» **WHAT TO PRODUCE**: Print exactly the lines below between the line holding "Task: mark one point on every instance of the cloud" and the line holding "Task: mark one point on every instance of the dark", inclusive, and nothing more.

[Data entries]
....
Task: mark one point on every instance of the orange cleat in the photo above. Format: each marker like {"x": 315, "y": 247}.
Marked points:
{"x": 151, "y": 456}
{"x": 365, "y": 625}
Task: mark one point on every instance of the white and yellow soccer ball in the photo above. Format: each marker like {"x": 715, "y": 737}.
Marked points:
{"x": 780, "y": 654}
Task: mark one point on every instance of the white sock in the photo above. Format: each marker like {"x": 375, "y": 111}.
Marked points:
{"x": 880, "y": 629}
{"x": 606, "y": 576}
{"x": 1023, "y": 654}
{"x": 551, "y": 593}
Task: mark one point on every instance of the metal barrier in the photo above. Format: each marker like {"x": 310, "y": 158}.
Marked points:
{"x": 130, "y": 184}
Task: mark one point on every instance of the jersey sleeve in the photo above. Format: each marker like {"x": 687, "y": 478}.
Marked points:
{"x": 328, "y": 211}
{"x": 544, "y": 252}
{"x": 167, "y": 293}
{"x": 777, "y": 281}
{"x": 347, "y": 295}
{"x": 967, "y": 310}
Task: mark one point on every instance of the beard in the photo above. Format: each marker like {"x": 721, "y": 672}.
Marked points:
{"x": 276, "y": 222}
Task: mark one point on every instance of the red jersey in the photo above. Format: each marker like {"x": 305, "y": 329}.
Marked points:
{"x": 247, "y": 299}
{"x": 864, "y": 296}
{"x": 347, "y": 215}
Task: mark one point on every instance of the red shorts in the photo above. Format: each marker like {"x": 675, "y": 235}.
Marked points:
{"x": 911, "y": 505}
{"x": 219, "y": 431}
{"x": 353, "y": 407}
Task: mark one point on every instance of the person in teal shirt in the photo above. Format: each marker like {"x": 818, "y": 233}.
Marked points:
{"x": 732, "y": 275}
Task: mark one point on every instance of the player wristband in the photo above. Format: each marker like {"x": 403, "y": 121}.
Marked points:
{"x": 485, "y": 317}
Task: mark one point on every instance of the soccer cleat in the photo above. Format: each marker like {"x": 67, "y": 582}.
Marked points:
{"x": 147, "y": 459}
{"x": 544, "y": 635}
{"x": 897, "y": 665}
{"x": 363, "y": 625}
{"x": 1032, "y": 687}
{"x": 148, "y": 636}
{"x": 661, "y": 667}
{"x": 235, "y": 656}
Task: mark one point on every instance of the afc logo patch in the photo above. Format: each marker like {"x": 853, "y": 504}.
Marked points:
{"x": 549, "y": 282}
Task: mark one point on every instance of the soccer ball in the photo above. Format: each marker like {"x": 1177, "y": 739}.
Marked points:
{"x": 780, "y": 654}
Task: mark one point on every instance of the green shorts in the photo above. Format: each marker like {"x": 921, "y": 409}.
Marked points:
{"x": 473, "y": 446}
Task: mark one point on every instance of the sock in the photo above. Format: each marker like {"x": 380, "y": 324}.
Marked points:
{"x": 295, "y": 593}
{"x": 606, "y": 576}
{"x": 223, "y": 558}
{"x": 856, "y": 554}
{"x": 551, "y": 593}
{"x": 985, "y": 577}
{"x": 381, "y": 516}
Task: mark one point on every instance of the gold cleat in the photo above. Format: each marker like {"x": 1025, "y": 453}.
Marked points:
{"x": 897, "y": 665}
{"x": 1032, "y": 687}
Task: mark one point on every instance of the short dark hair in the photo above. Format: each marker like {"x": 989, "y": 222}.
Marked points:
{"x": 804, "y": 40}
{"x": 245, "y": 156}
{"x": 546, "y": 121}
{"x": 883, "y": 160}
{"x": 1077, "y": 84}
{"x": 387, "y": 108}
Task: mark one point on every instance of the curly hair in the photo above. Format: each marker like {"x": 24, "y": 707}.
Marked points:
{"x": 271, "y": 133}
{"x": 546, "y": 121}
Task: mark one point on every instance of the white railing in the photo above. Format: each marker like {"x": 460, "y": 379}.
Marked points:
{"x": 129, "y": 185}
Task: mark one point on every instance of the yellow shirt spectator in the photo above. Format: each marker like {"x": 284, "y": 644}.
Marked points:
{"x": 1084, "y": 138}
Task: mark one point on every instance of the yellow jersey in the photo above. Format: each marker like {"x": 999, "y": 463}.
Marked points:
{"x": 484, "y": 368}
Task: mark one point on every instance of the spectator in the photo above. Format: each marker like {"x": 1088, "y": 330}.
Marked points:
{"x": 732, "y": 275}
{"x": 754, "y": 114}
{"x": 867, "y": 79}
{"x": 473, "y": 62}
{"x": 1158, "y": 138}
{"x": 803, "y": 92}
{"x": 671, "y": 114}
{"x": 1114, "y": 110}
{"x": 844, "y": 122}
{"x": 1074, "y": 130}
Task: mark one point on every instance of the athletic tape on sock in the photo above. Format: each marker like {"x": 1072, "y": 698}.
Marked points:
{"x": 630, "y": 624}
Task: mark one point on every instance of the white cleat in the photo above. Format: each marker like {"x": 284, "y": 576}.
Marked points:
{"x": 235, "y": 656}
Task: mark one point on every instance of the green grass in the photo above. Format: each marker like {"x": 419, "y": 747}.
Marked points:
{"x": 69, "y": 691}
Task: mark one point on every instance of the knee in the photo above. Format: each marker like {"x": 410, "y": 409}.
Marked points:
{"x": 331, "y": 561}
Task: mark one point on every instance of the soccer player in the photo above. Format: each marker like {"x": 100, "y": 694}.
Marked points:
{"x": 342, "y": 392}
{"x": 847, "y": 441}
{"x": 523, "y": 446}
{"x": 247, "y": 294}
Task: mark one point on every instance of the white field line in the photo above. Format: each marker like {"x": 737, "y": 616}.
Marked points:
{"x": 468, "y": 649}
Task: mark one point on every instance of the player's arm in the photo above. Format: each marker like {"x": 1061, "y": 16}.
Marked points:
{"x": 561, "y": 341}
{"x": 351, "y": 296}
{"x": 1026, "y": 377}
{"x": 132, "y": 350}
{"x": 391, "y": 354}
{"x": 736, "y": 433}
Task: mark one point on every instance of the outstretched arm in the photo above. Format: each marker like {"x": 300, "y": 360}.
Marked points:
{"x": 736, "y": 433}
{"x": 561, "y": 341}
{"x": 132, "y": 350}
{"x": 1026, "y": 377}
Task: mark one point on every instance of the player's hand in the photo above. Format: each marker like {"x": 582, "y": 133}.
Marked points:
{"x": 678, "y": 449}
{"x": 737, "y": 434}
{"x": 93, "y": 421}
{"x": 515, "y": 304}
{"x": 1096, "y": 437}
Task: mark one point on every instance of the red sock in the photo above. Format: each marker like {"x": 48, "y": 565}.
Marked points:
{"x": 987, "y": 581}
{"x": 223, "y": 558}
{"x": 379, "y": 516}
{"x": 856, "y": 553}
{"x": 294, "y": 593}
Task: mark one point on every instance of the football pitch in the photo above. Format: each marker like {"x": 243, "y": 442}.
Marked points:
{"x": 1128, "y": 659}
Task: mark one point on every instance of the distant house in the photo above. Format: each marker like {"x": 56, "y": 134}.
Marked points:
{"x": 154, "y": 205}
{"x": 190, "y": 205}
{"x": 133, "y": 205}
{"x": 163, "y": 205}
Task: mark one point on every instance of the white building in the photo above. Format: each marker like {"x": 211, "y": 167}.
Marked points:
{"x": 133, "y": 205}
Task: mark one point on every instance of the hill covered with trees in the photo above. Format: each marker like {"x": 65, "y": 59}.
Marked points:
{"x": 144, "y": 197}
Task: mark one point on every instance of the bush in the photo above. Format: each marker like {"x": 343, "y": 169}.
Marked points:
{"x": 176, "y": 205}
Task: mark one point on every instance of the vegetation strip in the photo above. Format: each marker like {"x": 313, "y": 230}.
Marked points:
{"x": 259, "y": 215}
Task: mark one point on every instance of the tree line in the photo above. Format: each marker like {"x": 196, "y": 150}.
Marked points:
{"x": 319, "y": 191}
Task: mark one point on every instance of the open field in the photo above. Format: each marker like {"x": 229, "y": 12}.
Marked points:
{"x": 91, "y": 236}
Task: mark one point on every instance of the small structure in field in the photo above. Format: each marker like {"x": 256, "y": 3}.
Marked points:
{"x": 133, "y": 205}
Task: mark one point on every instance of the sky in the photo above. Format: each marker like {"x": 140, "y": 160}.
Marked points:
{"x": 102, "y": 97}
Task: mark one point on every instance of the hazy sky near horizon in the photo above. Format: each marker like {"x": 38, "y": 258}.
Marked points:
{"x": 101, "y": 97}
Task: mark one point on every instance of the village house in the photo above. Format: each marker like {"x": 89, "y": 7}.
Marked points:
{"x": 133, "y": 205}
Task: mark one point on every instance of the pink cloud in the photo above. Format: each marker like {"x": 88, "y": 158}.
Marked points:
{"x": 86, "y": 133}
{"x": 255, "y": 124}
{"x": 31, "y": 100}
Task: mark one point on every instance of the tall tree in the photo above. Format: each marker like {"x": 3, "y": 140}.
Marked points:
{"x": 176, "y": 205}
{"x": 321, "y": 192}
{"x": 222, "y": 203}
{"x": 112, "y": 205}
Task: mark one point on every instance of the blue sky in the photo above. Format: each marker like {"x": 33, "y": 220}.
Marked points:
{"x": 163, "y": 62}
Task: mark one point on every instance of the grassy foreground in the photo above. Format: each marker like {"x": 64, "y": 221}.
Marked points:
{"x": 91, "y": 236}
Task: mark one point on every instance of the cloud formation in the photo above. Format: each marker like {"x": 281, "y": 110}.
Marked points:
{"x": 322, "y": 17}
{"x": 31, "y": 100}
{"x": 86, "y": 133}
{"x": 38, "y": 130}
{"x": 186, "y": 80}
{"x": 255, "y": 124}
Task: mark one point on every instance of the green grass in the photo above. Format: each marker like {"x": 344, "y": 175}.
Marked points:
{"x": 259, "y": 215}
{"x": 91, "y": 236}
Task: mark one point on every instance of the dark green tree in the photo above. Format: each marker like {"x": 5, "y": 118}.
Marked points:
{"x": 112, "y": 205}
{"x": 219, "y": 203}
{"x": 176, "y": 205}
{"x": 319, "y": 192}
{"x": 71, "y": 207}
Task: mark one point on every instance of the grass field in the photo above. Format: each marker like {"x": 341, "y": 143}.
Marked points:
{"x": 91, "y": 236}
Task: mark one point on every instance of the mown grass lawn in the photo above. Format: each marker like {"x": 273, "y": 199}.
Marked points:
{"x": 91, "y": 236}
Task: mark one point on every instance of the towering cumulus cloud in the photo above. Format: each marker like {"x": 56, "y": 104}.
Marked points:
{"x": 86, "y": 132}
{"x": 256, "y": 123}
....
» **RESULT**:
Task: mark one point on every instance of the cloud formation in the photo above. Format: each marker like {"x": 281, "y": 110}.
Marked points:
{"x": 322, "y": 17}
{"x": 31, "y": 100}
{"x": 86, "y": 133}
{"x": 38, "y": 130}
{"x": 186, "y": 80}
{"x": 255, "y": 124}
Task: mark one point on every instance of the green grass in the photo above. Format: each marker like {"x": 344, "y": 175}.
Marked points:
{"x": 259, "y": 215}
{"x": 91, "y": 236}
Task: mark one point on every instance of the dark green tree in the photo above. Format: each marker like {"x": 5, "y": 118}.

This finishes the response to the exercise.